## [STATED EXERCISE]
Output the lines of the items from the one holding "Exercise. Point out every instance of the white" through the one holding "x=721, y=469", inclusive, as a Markdown table with the columns Index and Content. Number each row in Index, put the line in Content, and leave out blank lines.
• • •
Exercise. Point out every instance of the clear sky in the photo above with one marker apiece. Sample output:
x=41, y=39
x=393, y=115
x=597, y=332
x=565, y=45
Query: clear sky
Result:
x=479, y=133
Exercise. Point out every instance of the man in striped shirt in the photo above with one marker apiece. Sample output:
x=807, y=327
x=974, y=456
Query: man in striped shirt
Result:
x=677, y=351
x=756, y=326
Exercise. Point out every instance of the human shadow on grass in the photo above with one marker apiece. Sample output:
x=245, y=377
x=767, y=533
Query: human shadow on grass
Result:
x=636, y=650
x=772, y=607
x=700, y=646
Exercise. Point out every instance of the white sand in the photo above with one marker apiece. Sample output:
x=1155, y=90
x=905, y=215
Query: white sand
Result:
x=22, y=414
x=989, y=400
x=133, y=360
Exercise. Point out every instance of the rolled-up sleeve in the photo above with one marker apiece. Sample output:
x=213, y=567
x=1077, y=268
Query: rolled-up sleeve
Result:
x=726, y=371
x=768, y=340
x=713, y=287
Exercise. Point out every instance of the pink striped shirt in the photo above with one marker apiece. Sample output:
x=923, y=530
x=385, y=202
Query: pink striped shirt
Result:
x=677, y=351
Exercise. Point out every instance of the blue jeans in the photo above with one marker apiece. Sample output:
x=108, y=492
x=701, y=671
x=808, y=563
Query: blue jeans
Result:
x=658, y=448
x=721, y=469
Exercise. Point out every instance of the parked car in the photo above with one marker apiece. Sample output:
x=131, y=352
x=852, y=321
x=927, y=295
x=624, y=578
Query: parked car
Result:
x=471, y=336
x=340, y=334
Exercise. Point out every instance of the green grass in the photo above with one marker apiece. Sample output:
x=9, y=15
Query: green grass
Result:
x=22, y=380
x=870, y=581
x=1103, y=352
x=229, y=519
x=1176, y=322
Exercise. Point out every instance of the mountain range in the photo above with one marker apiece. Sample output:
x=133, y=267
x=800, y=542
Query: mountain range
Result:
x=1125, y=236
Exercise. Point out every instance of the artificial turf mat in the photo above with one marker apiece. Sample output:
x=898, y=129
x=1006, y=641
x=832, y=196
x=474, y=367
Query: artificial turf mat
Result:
• • •
## [RESPONSE]
| Index | Content |
|---|---|
| 1 | Exercise. Point out every instance of the white sand in the photo above with one marker apiece. Sample output: |
| 2 | x=1155, y=90 |
| 3 | x=905, y=215 |
| 4 | Query: white sand |
| 5 | Result: |
| 6 | x=22, y=414 |
| 7 | x=989, y=400 |
| 8 | x=133, y=360 |
| 9 | Exercise. Point out every instance of the rolled-up sleeve in the photo above with one marker apiece. Sample output: |
| 10 | x=213, y=567 |
| 11 | x=1077, y=268 |
| 12 | Query: rolled-up sleeve |
| 13 | Result: |
| 14 | x=726, y=371 |
| 15 | x=768, y=340 |
| 16 | x=713, y=287 |
| 17 | Exercise. Point out every instance of the pink striped shirt in the photo above with one marker apiece. Sample output: |
| 18 | x=923, y=530 |
| 19 | x=385, y=202 |
| 20 | Query: pink striped shirt |
| 21 | Result: |
| 22 | x=677, y=351 |
| 23 | Exercise. Point out every instance of the blue jeans in the photo above with one marker apiece. Sample output: |
| 24 | x=108, y=492 |
| 25 | x=701, y=671 |
| 26 | x=808, y=563 |
| 27 | Query: blue jeans |
| 28 | Result: |
| 29 | x=658, y=448 |
| 30 | x=721, y=469 |